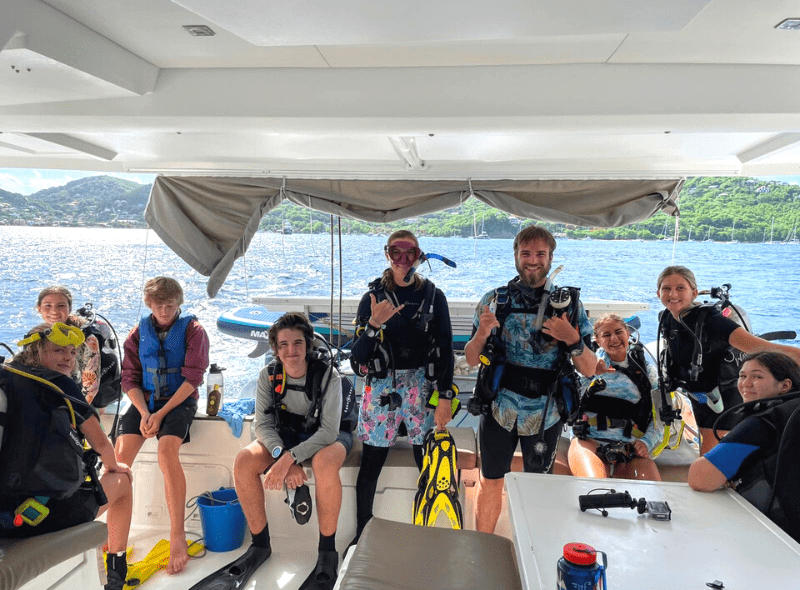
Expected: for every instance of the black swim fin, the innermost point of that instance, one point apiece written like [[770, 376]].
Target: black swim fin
[[324, 574], [299, 501], [235, 575]]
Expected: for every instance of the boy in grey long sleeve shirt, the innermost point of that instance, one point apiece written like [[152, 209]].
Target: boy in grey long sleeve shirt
[[298, 417]]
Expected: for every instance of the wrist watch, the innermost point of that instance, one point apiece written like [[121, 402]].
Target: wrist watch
[[576, 349]]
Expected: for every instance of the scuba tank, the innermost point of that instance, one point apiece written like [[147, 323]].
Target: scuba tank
[[3, 413], [215, 388]]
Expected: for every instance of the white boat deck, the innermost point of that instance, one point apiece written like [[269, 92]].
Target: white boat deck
[[716, 536]]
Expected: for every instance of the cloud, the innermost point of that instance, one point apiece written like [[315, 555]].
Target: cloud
[[28, 181], [38, 182]]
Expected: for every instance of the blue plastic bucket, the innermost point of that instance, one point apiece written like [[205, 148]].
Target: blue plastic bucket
[[222, 520]]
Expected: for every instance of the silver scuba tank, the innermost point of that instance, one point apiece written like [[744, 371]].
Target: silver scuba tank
[[3, 410]]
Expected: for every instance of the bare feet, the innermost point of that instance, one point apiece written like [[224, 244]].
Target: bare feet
[[178, 555]]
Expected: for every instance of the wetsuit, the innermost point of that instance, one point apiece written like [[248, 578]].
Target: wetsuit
[[304, 445], [378, 428], [680, 354], [179, 420], [748, 457], [620, 386], [515, 417]]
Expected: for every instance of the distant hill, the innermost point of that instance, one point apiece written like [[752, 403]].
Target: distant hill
[[91, 201], [717, 209]]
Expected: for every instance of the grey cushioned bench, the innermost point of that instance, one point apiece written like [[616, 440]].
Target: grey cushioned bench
[[397, 556], [25, 559]]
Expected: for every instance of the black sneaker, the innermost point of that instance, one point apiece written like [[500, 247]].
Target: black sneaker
[[299, 501]]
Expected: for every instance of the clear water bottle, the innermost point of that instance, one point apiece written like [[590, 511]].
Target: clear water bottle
[[579, 570], [215, 387]]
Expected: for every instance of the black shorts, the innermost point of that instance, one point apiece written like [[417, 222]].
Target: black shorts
[[80, 507], [706, 417], [176, 423], [497, 446]]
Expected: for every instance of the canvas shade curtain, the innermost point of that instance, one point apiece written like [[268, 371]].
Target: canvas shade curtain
[[210, 221]]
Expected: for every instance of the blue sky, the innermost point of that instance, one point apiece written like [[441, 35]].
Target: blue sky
[[27, 181]]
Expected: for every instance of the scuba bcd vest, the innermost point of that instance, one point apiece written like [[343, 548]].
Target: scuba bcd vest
[[42, 449], [496, 372], [618, 413], [110, 376], [771, 484], [384, 357], [319, 363]]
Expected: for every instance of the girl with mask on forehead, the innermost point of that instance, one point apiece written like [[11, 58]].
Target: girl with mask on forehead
[[401, 319]]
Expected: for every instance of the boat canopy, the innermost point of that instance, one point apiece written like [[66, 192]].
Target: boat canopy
[[210, 221]]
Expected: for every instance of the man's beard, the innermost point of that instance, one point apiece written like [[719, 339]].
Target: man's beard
[[533, 278]]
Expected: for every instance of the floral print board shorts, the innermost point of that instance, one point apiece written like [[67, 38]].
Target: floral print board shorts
[[379, 427]]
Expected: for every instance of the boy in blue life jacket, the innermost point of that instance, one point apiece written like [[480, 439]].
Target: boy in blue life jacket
[[166, 357]]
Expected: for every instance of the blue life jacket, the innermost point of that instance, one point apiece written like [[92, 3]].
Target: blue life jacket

#####

STATED PROBLEM
Recast the part of the records that opens with the line containing "Expected: for every instance of the cloud, the" and closes with the line containing "[[80, 507], [706, 417], [176, 423], [497, 446]]" as a Markdown table with the columns No. and Line, numbering each row and leaving out blank lines.

OUTPUT FOR THIS TASK
| No. | Line |
|---|---|
| 1 | Expected: for every instance of the cloud, the innermost point of that instance, one point apiece written like [[315, 555]]. |
| 2 | Target: cloud |
| 3 | [[28, 181], [38, 182]] |
| 4 | Expected: for every instance of the blue plastic bucket, the innermost point of that instance, one point apiece written like [[205, 148]]. |
| 5 | Target: blue plastic bucket |
| 6 | [[222, 520]] |
| 7 | Expected: for every instance of the silver scuba tank, the innermost point of that instance, one point apiece written like [[744, 371]]. |
| 8 | Target: silver scuba tank |
| 9 | [[3, 410]] |
| 10 | Expected: for every instance of the bare feet, the innermost point of that instance, one point apiece written like [[224, 244]]. |
| 11 | Target: bare feet |
| 12 | [[178, 555]] |
| 13 | Expected: for every instance of the wetsuit, the innermost point of that instance, one point apiece written like [[248, 578]]. |
| 14 | Target: wetsuit |
| 15 | [[304, 445], [378, 428], [680, 354], [179, 420], [748, 457], [620, 386], [515, 417]] |
| 16 | Expected: for every instance of the distant hill, the innermost point of that instance, one point apiece written like [[752, 403]]. |
| 17 | Target: distant hill |
| 18 | [[91, 201], [717, 209]] |
| 19 | Expected: for every instance of the grey cushioned bench, the innermost point of that instance, one point apiece written like [[616, 440]]. |
| 20 | Target: grey cushioned bench |
| 21 | [[397, 556], [25, 559]] |
| 22 | Expected: for every instance of the black sneaker, the innermost point of that instance, one point apiece written like [[500, 247]]. |
| 23 | Target: black sneaker |
| 24 | [[299, 501]] |
| 25 | Expected: for every instance of the clear water bottle, the innermost point of that instance, one point apiece written like [[590, 511]]. |
| 26 | Target: clear water bottle |
| 27 | [[579, 570], [215, 387]] |
| 28 | Expected: for every instance of the black shorts, the innermost point of that instance, one point apiece written like [[417, 222]]. |
| 29 | Target: black shorts |
| 30 | [[80, 507], [706, 417], [176, 423], [497, 446]] |